SELECTED EXTRACT:
_ _ _ _
Status: At risk. Currently owned by the Tug Tender Calshot Trust, it was announced in May 2019 that due to "lack of financial resources" the vessel would have to be scrapped.
Location: Southampton

City of Adelaide
Status: Under restoration. After many years languishing at the Scottish maritime museum in Irvine, the former clipper ship was transported to Australia for restoration in 2014.
Location: Adelaide

Cutty Sark
Status: Preserved
Location: Greenwich

Daniel Adamson
Status: Preserved/Active. Offers cruises on the river Mersey and the Manchester Ship Canal.
Location: Liverpool

RRS Discovery
Status: Preserved. The ship's engines were removed for scrap during the second world war.
Location: Dundee

TSS Dover
Status: Scrapped in 2018, following a fire in 2017 that rendered the ship beyond saving.
Location: N/A

Duke of Lancaster
Status: At risk/Abandoned. Campaigners are currently hoping the ship can be saved, but no work has been carried out.
Location: Llanerch-y-Mor 

Falls of Clyde
Status: At Risk. A campaign is underway to return the vessel to Scotland from Hawaii, where she has been neglected for some time, even though she was officially part of a museum
Location: Honolulu

Status: Preserved
Location: Riverside museum, Glasgow

Great Britain
Status: Preserved. After decades rotting away in the Falkland islands, Brunel's masterpiece, once the biggest ship in the world, was returned to the UK for restoration in 1970.
Location: Bristol

PS Lincoln Castle
Status: Scrapped 2010. The ship served for many years as a floating restaurant, and was in relatively original condition, retaining her engines. Sadly the owner could not afford the upkeep of the rotting hull and she was dismantled where she lay.
Location: Grimsby
Website: N/A

PS Maid of the Loch
Status: Preserved/under restoration. The Loch Lomond Steamship company are carrying out a multi-million pound restoration of the paddlesteamer with the intention of returning her to service on Loch Lomond.
Location: Balloch

PS Medway Queen
Status: Under restoration. This is more of a rebuilding than a restoration, with the original machinery being installed in a new hull.
Location: Gillingham

Status: Preserved
Location: Belfast

HMS Plymouth
Status: Scrapped 2012. Despite serving as a museum in Birkenhead for many years, the museum closed in 2006 and the ship reverted to the ownership of Peel ports, who sent her for scrap, despite the historical importance of the ship as a Falklands War veteran.
_ _ _ _
THE DATA:
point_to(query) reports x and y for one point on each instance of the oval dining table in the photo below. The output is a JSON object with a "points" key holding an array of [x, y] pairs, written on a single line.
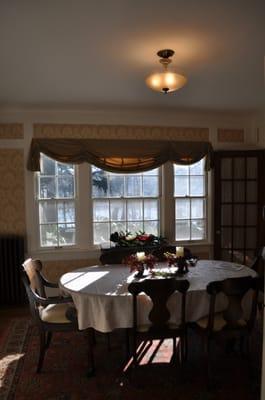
{"points": [[103, 302]]}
_ _ _ _
INSTRUCTIONS FOR THE TASK: In the ship list, what happened to the RRS Discovery's engines during the second world war? The lines aren't needed for this.

RESULT FOR THIS EXERCISE: They were removed for scrap.